-- The request --
Return every line of the items below that contains the string "lawn", matching case exactly.

Recorded data
-- begin --

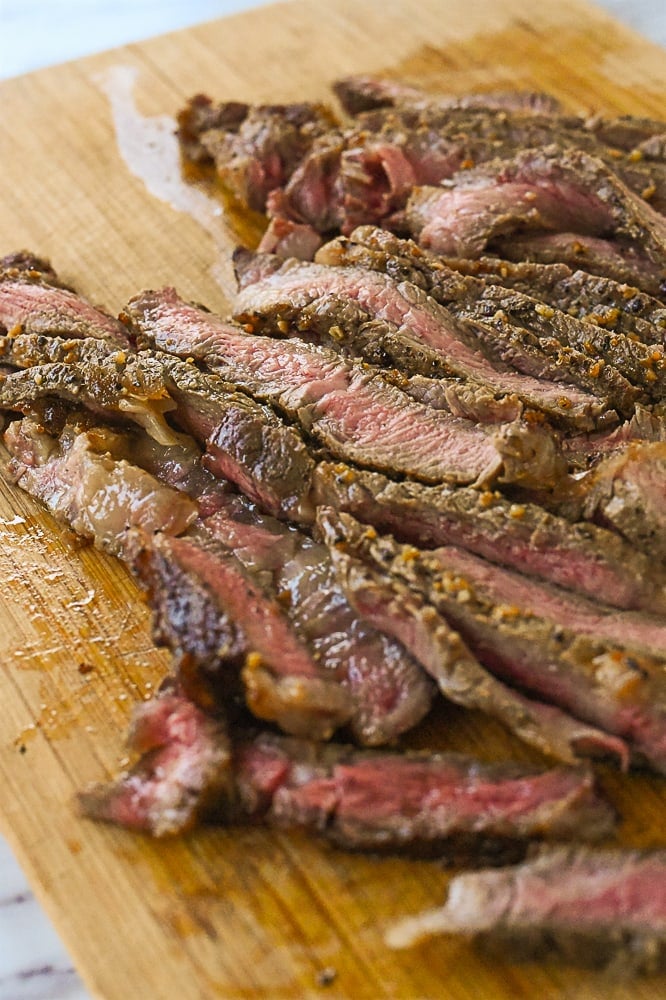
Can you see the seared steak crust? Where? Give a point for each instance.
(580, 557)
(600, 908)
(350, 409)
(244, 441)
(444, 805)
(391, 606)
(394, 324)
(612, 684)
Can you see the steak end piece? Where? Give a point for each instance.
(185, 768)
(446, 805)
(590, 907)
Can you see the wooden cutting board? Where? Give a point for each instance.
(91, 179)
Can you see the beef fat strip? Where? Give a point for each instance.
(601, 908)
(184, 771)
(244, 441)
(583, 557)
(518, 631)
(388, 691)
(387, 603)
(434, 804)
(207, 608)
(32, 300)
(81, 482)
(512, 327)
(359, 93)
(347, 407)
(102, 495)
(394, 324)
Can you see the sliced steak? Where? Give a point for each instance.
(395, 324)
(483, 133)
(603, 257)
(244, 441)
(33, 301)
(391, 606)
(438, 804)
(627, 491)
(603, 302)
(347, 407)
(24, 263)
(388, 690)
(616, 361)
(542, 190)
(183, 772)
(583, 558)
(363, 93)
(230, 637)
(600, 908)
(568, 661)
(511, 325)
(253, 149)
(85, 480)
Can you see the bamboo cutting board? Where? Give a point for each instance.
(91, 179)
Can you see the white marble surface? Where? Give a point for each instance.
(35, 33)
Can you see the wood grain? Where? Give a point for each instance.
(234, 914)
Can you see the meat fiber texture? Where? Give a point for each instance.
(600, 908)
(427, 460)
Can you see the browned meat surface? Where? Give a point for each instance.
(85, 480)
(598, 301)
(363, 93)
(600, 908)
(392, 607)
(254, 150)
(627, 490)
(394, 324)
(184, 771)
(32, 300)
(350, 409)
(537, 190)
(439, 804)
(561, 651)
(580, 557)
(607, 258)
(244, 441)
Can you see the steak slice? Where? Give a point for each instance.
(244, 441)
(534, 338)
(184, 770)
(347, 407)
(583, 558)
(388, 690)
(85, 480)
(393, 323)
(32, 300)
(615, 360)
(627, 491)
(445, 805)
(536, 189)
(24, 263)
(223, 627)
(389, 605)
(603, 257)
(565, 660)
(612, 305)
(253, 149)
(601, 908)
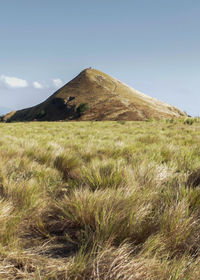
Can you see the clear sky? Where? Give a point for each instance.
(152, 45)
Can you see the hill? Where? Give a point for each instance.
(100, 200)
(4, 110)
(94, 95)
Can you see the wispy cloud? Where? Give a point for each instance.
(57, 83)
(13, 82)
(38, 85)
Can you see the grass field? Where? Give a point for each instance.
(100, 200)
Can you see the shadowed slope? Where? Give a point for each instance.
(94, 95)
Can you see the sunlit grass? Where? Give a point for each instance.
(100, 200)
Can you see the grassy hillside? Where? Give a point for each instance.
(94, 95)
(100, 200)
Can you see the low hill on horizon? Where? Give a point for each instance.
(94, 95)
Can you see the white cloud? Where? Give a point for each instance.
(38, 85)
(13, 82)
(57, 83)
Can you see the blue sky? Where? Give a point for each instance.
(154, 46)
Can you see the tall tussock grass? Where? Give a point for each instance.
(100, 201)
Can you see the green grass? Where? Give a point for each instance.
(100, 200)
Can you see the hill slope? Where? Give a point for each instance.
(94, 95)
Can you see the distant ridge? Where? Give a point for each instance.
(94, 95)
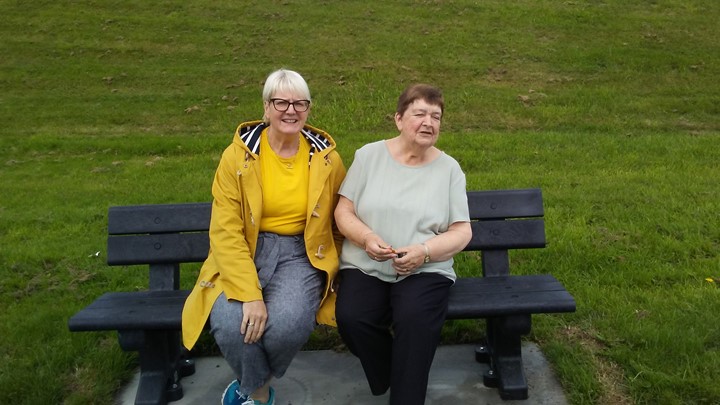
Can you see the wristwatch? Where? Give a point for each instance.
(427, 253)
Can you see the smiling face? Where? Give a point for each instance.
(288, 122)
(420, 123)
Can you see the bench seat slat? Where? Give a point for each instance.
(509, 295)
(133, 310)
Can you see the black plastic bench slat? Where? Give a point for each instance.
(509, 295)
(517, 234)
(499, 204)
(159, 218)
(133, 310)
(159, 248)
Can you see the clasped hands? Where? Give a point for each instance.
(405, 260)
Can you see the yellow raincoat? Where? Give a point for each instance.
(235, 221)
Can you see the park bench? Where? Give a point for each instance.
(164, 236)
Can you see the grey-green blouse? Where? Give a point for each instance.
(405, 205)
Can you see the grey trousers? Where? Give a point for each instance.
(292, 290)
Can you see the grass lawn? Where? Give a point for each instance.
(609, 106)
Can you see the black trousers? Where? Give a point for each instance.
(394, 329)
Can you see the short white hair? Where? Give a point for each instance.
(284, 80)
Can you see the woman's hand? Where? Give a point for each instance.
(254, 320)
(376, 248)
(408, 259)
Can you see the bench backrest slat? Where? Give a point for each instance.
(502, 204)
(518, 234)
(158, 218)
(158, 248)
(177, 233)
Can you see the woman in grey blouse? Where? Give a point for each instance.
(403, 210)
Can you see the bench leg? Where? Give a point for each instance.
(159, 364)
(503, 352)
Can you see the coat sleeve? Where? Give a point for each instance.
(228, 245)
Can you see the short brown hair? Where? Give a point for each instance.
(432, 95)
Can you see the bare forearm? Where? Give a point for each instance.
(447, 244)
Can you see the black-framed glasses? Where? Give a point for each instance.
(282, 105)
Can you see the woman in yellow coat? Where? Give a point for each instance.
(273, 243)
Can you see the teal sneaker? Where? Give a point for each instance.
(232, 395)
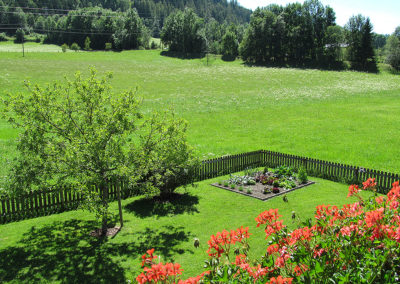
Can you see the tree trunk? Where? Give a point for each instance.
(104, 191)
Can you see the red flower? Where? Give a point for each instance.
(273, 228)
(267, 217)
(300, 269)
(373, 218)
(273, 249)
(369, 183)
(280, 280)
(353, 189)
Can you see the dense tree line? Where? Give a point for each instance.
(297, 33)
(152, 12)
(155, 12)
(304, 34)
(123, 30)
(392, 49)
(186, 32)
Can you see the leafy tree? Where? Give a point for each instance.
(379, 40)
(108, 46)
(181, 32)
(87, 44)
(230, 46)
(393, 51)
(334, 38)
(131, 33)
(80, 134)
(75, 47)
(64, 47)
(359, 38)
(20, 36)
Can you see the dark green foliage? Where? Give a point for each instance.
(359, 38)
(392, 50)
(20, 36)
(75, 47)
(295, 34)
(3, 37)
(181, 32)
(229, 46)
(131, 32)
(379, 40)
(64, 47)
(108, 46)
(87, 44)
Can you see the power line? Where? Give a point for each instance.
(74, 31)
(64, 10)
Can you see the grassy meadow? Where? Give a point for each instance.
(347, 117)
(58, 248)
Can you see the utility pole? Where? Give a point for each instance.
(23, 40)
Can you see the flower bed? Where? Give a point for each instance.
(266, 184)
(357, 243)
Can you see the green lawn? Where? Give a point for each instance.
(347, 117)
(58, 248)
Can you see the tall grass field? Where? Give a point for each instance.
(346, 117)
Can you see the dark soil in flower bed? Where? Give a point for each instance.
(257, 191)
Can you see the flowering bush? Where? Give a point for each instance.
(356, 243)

-- end --
-- begin --

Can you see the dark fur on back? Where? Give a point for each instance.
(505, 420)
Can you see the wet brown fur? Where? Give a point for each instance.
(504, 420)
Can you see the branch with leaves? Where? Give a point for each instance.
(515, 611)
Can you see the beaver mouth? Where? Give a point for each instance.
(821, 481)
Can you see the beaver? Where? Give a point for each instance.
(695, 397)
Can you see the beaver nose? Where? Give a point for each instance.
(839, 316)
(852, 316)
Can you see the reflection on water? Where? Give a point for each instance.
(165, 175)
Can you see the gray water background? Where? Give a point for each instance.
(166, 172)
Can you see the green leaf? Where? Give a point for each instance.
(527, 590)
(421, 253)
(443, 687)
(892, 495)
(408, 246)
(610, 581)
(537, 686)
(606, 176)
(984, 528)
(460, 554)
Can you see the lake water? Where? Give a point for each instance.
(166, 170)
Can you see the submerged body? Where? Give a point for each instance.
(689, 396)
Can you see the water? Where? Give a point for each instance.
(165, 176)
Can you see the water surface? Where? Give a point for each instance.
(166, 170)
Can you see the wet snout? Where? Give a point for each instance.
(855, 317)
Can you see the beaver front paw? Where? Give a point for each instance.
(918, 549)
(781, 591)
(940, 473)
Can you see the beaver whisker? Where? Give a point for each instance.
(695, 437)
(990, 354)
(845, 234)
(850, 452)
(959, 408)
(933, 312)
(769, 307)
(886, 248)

-- end --

-- Result of the task --
Can you see the grass lawn? Where? Give a point for each instance.
Can you see the green lawn? Where? Give a point for each instance.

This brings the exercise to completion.